*WHAT NEEDS TO BE DONE*
Reproduce the items below, replacing "camera-trap tally" with "site survey" wherever it occurs and leaving everything else unchanged.

-- begin DATASET EXCERPTS --

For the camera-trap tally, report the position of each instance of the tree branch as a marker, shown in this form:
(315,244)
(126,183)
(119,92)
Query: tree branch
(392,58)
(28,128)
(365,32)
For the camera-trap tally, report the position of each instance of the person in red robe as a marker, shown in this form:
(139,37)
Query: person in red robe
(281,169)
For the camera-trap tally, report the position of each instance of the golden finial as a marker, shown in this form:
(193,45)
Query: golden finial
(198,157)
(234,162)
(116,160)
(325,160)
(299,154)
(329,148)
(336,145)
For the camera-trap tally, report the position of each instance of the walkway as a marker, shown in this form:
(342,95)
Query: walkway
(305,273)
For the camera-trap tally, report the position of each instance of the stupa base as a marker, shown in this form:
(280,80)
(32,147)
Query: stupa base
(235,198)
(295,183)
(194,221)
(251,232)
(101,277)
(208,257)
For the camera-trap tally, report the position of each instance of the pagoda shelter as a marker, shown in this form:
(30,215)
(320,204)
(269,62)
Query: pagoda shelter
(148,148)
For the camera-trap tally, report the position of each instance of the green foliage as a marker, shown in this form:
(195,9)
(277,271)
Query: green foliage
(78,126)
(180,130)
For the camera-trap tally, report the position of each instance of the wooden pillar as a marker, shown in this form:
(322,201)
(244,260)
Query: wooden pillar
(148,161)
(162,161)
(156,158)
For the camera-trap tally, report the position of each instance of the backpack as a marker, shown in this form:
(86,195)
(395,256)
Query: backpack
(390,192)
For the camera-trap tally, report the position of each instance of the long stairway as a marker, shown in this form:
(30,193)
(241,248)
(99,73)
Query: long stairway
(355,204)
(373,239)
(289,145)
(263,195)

-- end DATASET EXCERPTS --

*TASK RESPONSE*
For the site survey, report the position of each instance of the tree branch as a marker, shown in this form:
(315,244)
(126,183)
(119,92)
Query: tree branch
(392,58)
(28,128)
(365,32)
For the site survey, report the position of each instance of the person in red robe as a marker, shown in this form:
(139,37)
Query: person in red robe
(281,169)
For the site survey, report the position of each instance of the golden finial as a marker, shown in this form:
(193,45)
Query: golden finial
(198,157)
(234,162)
(116,160)
(325,160)
(299,154)
(329,148)
(336,145)
For the site survey, report the position of each instance of the walkway as a marker, shown in this form:
(342,95)
Query: walkway
(305,273)
For the site survey, report the position of each instance of the stupa base as a marker, shown in this form:
(280,80)
(32,147)
Query: stupa base
(235,198)
(295,183)
(194,221)
(251,232)
(101,277)
(208,257)
For the site survey, report the position of each instance of the pagoda shelter as a marker, shown in this form:
(30,215)
(320,204)
(269,62)
Query: pagoda shelter
(148,148)
For the site survey, report the position of each instance of the green foliage as a marker, shown in this form:
(195,9)
(277,271)
Query: green foliage
(78,126)
(180,130)
For the site survey, report the position of each instance of the wooden pillar as a marker, shown in this form:
(322,201)
(244,260)
Query: wooden pillar
(148,161)
(162,161)
(156,158)
For the site survey, report the position of each instance of the backpack as a marker, shown in this form:
(86,195)
(395,256)
Query: backpack
(390,192)
For the site survey, report the position of each instance of the long stairway as a marker, shown in this form:
(30,193)
(241,248)
(99,73)
Query: long stairway
(355,204)
(373,239)
(289,145)
(263,195)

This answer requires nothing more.